### Aim of the task
Copy out, with no changes, the lines of the material from the line containing "Where can you find the dark" through the line containing "pixel 747 592", including both of those lines.

# START OF Data for this exercise

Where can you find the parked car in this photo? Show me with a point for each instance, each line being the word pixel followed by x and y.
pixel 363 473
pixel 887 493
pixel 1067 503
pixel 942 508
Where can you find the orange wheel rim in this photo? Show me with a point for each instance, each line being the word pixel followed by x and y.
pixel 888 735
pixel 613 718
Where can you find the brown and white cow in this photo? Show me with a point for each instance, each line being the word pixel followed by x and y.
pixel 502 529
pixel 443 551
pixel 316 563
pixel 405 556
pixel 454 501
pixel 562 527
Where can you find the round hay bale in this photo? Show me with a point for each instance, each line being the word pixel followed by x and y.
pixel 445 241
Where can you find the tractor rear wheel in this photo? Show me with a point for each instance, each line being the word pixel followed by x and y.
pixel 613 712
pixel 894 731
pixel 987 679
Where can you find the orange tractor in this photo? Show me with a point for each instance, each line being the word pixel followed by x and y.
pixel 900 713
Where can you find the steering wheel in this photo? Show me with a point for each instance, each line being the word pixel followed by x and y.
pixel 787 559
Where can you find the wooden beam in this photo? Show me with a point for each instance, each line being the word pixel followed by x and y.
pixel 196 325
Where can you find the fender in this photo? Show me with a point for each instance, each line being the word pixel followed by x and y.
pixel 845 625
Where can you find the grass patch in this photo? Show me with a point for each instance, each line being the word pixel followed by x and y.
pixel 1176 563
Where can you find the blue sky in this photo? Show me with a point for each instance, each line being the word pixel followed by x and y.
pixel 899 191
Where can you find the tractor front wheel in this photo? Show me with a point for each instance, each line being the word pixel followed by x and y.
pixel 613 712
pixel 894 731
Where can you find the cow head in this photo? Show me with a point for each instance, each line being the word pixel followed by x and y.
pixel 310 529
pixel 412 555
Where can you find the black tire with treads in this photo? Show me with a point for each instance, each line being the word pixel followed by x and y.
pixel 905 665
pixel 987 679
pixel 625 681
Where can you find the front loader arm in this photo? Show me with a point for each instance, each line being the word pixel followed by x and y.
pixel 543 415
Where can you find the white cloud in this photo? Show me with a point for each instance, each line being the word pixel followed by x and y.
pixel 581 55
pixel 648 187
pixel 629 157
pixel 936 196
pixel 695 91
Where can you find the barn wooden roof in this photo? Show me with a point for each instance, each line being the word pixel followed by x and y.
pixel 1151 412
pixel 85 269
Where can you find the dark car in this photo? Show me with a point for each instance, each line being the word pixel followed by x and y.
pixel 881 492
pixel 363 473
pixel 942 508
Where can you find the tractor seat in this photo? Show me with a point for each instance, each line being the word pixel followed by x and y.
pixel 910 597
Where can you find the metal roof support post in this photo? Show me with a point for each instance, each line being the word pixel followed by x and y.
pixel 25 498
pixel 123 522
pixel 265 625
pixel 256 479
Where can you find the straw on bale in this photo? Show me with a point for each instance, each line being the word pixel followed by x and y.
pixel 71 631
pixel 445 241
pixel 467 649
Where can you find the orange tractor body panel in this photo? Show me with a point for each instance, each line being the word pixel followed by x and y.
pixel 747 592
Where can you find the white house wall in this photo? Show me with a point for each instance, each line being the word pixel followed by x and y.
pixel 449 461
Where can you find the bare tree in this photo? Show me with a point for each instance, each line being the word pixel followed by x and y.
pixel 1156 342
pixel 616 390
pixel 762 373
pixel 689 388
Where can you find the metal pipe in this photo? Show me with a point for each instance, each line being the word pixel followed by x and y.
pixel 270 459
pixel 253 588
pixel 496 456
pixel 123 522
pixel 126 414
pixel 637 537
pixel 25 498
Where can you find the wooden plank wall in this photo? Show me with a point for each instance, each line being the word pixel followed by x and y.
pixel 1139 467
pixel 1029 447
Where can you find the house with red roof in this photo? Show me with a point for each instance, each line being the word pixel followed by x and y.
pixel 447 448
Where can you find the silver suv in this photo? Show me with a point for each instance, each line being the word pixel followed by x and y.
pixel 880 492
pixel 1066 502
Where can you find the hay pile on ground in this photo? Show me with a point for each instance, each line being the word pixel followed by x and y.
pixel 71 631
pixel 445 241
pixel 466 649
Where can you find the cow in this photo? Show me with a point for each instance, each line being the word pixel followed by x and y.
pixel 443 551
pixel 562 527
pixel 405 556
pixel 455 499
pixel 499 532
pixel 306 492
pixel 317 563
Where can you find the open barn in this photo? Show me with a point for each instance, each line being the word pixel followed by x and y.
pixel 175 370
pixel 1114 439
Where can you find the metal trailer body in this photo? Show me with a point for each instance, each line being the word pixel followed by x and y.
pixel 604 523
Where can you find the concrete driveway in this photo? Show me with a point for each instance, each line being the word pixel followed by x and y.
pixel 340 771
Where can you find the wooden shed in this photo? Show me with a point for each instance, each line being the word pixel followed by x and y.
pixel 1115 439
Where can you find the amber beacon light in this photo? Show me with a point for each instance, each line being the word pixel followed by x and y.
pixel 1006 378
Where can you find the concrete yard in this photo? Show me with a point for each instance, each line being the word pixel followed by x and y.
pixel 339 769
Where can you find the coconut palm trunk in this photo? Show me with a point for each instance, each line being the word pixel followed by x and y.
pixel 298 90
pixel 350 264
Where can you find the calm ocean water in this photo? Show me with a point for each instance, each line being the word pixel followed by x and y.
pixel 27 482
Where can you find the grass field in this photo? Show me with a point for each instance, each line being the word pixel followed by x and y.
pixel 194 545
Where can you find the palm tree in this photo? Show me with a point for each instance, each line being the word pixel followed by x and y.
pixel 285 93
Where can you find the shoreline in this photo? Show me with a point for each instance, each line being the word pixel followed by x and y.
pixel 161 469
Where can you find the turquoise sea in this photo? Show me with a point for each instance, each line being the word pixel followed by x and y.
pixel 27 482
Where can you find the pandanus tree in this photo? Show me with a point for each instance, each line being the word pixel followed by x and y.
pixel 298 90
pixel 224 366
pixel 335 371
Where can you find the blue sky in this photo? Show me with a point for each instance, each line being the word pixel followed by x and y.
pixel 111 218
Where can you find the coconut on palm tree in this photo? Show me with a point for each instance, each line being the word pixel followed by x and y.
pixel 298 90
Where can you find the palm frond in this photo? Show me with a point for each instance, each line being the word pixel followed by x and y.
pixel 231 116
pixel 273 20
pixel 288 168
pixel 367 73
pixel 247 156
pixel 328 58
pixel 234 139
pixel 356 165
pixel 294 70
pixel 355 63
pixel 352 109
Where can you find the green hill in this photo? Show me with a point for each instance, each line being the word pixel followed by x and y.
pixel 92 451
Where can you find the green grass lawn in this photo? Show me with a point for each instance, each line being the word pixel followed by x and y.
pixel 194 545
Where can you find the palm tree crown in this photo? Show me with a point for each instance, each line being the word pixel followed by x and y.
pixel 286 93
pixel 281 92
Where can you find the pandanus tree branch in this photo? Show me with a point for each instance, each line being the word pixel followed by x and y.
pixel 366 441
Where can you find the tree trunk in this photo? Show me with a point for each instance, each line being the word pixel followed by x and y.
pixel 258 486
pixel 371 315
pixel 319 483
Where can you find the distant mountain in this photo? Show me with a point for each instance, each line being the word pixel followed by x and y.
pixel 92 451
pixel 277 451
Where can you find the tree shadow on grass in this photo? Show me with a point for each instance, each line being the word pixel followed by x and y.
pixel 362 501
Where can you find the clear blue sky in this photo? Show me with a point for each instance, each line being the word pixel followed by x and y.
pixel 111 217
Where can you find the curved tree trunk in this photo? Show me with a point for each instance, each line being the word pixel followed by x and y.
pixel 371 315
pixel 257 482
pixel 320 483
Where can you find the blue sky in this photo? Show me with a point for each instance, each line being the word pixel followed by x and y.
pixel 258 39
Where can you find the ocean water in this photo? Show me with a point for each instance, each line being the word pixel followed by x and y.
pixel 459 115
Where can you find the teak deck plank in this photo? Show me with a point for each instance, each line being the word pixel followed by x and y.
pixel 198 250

# END OF Data for this exercise

### Exercise answer
Where can you find the dark car in this photo? Show me with a point for each instance, each line being the word pixel followed by x and y.
pixel 881 492
pixel 363 473
pixel 942 508
Where can you find the tractor seat in this photo? Show me with a point for each instance, each line being the word pixel followed by x and y.
pixel 910 597
Where can you find the metal roof support post in this photo? Show me with a point for each instance, each line being the word pixel followed by x and y.
pixel 25 498
pixel 123 522
pixel 265 625
pixel 256 479
Where can you find the straw on bale in this photo? Show me with a point for each instance, each line being the word pixel followed by x and y.
pixel 71 631
pixel 445 241
pixel 467 649
Where can you find the orange tractor body panel in this photo? Show me with a point for each instance, each line being the word pixel followed by x and y.
pixel 747 592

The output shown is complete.